┌─ Data for processing
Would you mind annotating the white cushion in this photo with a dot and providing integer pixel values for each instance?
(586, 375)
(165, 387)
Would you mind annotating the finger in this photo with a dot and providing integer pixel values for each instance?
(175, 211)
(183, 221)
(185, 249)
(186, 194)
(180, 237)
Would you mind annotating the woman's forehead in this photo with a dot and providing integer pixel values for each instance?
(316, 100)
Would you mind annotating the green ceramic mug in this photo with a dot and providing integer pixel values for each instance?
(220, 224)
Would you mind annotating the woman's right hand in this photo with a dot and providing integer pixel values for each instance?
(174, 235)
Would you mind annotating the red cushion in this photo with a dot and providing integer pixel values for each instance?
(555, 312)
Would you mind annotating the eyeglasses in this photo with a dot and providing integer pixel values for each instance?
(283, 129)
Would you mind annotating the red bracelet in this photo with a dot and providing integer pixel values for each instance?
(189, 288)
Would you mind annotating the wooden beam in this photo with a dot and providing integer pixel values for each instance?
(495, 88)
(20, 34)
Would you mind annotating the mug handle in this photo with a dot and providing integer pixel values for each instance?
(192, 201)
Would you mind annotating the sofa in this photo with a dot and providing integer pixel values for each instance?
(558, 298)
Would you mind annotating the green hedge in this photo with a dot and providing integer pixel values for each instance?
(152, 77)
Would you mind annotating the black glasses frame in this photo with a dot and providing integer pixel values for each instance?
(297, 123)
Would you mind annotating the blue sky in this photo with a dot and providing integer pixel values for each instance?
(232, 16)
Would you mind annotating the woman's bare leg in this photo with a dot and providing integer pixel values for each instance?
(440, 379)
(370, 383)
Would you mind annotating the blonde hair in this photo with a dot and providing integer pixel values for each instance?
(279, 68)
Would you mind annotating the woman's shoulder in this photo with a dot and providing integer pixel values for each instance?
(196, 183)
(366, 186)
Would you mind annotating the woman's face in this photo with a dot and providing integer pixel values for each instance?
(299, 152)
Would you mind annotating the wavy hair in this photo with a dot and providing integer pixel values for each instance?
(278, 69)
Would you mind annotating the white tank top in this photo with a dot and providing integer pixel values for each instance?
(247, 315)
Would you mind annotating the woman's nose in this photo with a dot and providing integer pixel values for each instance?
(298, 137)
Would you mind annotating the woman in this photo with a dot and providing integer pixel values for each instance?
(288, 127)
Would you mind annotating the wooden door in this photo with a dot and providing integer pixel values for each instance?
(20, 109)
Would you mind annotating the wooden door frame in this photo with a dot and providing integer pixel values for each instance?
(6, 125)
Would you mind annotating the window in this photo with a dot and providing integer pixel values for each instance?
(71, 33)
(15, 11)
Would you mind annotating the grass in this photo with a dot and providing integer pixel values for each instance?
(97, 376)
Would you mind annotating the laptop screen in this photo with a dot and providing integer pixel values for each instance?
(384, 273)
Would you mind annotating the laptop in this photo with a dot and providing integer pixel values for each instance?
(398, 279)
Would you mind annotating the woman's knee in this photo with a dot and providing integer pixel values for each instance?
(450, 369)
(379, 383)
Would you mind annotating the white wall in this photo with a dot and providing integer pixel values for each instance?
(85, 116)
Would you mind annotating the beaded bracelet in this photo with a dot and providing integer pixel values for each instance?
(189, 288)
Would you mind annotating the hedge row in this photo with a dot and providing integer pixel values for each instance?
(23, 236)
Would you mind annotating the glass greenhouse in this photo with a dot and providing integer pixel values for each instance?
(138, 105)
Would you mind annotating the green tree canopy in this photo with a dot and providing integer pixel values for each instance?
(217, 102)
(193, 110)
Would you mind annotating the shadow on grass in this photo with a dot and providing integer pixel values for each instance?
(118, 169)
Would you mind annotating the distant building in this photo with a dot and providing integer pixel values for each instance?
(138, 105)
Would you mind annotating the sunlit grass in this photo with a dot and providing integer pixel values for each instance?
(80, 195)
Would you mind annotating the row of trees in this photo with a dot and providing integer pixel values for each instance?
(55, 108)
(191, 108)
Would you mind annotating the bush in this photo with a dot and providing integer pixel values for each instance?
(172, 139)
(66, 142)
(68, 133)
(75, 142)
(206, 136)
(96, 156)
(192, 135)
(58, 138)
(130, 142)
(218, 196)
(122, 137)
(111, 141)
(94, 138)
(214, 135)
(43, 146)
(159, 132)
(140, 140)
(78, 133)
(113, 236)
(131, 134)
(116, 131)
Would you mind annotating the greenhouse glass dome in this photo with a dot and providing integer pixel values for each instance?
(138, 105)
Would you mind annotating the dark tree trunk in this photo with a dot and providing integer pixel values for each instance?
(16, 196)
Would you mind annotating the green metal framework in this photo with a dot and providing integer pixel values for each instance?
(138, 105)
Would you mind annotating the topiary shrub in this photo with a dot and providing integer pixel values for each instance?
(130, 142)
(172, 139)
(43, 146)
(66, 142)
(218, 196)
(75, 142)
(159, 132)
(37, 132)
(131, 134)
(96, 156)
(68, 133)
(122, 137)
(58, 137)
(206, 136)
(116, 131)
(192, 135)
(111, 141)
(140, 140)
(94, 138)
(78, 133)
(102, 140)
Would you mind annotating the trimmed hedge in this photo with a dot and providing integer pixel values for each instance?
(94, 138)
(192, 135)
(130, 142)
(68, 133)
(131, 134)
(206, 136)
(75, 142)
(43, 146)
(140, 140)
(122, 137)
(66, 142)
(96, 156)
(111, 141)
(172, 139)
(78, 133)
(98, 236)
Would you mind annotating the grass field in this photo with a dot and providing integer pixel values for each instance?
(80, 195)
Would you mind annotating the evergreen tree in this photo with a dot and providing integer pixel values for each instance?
└─
- _Work to complete_
Output the full listing. Match it exactly.

- _Solution to the exercise_
Would you mind annotating the white cushion in this photo with a dot and providing integer pixel values for each instance?
(586, 375)
(165, 387)
Would you mind annotating the finger in this photo with a dot and providing integer pixel values for each instance?
(175, 211)
(183, 221)
(185, 249)
(186, 194)
(180, 237)
Would you mind annotating the woman's forehead in this photo with a dot and providing integer pixel values for each instance?
(316, 100)
Would you mind annotating the green ceramic mug in this photo with a dot and providing integer pixel values for each instance?
(220, 224)
Would you mind annotating the woman's right hand in this photo with a dot and providing integer pixel values for each instance?
(174, 235)
Would you mind annotating the red cushion in this photo with a dot and providing integer pixel values for each instance?
(555, 312)
Would you mind annotating the eyeglasses in this photo with a dot and providing integer pixel values for each instance?
(283, 129)
Would you mind annotating the red bracelet in this photo with a dot and providing integer pixel values for each instance?
(189, 288)
Would you mind annotating the wooden beam in this photo with a dot and providing integer pixel values for each instance?
(495, 88)
(20, 34)
Would you mind annotating the mug handle in this photo with a dot and providing integer pixel values for each instance?
(192, 201)
Would you mind annotating the sofa in this photo with a dot and providing integer pixel values for each instance?
(558, 298)
Would you mind annotating the green hedge in this photo with a dot and providing integer pixel values for each instance?
(152, 77)
Would you mind annotating the black glasses frame in this photo with a dot and providing integer pixel values for each instance?
(297, 123)
Would you mind annotating the blue sky in this photo with a dot and providing integer pixel values for each instance?
(232, 16)
Would you mind annotating the woman's bare leg in this photo with a dot and providing integer pixel values for each instance?
(440, 379)
(370, 383)
Would you mind annotating the blonde hair in this photo with a dot and providing integer pixel values for each instance?
(279, 68)
Would you mind annotating the woman's shoulder in this photo with a dot and providing integer pixel values for each instance?
(196, 183)
(366, 186)
Would you mind annotating the woman's face in this photo with a dot and providing integer pixel values for each instance?
(299, 152)
Would you mind annotating the wavy hair in this photo with a dot and providing integer pixel values for each instance?
(278, 69)
Would you mind annotating the white tank top in this photo with a dot and providing integer pixel values for each instance?
(247, 315)
Would you mind annotating the woman's nose in this photo with a dot and providing integer pixel values for each instance?
(298, 137)
Would you mind annotating the woman in this photo with a dot and providing integer pixel values for each instance?
(288, 127)
Would you mind annotating the wooden door in this photo with a dot and providing integer pixel values for each instance?
(20, 109)
Would you mind annotating the wooden door frame in this photo with a dot and providing integer pixel values for each instance?
(6, 125)
Would you mind annotating the window in this photo with a dot and providing integer pixel values for each instance?
(71, 33)
(15, 11)
Would you mind annotating the grass in this photo with a dot and providing integer pixel values for each instance?
(97, 376)
Would you mind annotating the laptop screen in this photo with a dot and providing integer pixel values for each instance?
(384, 273)
Would you mind annotating the laptop in this photo with a dot and providing integer pixel values for each instance?
(398, 279)
Would you mind annotating the woman's knee in this photo with a dot and providing integer pixel values for each instance?
(450, 369)
(379, 383)
Would you mind annotating the white wall in this photo with a dot and providing integer pixel values for each instance?
(85, 116)
Would you mind annotating the beaded bracelet in this photo with a dot and providing integer pixel values for each instance?
(189, 288)
Would you mind annotating the hedge row in this photo with a dot and providing integer pixel values for each instance?
(23, 236)
Would you mind annotating the glass greenhouse in this photo with a dot and providing integer pixel values for each instance?
(138, 105)
Would you mind annotating the green tree canopy in this photo with a dot and providing integer pixel values for each instance?
(217, 102)
(193, 110)
Would you mind annotating the shadow on grass in this photo with a dot and providing integer pixel values for each instance?
(118, 169)
Would you mind annotating the distant building in this photo with a dot and providing integer pixel values for each instance?
(138, 105)
Would you mind annotating the sunlit grass in this photo with a dot and providing integer pixel values for each instance?
(80, 195)
Would you mind annotating the row of trees in this photo with a dot and providing integer pixel values for each instance?
(55, 108)
(191, 108)
Would you mind annotating the bush in this photo with a dot and providing integer pixel values for each instance?
(172, 139)
(66, 142)
(68, 133)
(75, 142)
(206, 136)
(96, 156)
(192, 135)
(58, 138)
(130, 142)
(218, 196)
(122, 137)
(111, 141)
(94, 138)
(214, 135)
(43, 146)
(159, 132)
(140, 140)
(78, 133)
(113, 236)
(131, 134)
(116, 131)
Would you mind annotating the greenhouse glass dome in this photo with a dot and providing integer pixel values for each instance?
(138, 105)
Would you mind annotating the dark tree trunk in this photo with a dot and providing integer pixel values for each instance?
(16, 196)
Would you mind annotating the green metal framework in this photo with a dot and providing integer pixel values for each instance?
(138, 105)
Would you mind annotating the topiary shrub in this photo with a dot and providing integer pixel values for each instance?
(130, 142)
(172, 139)
(43, 146)
(66, 142)
(218, 196)
(75, 142)
(159, 132)
(37, 132)
(131, 134)
(96, 156)
(68, 133)
(122, 137)
(58, 137)
(206, 136)
(116, 131)
(192, 135)
(111, 141)
(140, 140)
(94, 138)
(78, 133)
(102, 140)
Would you mind annotating the trimmed hedge in this photo with a dot and providing integer pixel values for each instance?
(94, 138)
(192, 135)
(130, 142)
(68, 133)
(131, 134)
(206, 136)
(75, 142)
(43, 146)
(140, 140)
(122, 137)
(66, 142)
(96, 156)
(111, 141)
(172, 139)
(78, 133)
(98, 236)
Would you mind annotating the grass field in this photo with a dot and providing integer pixel values for each instance?
(80, 195)
Would you mind annotating the evergreen tree in this photo with a dot and providing integer pixel values for each instance?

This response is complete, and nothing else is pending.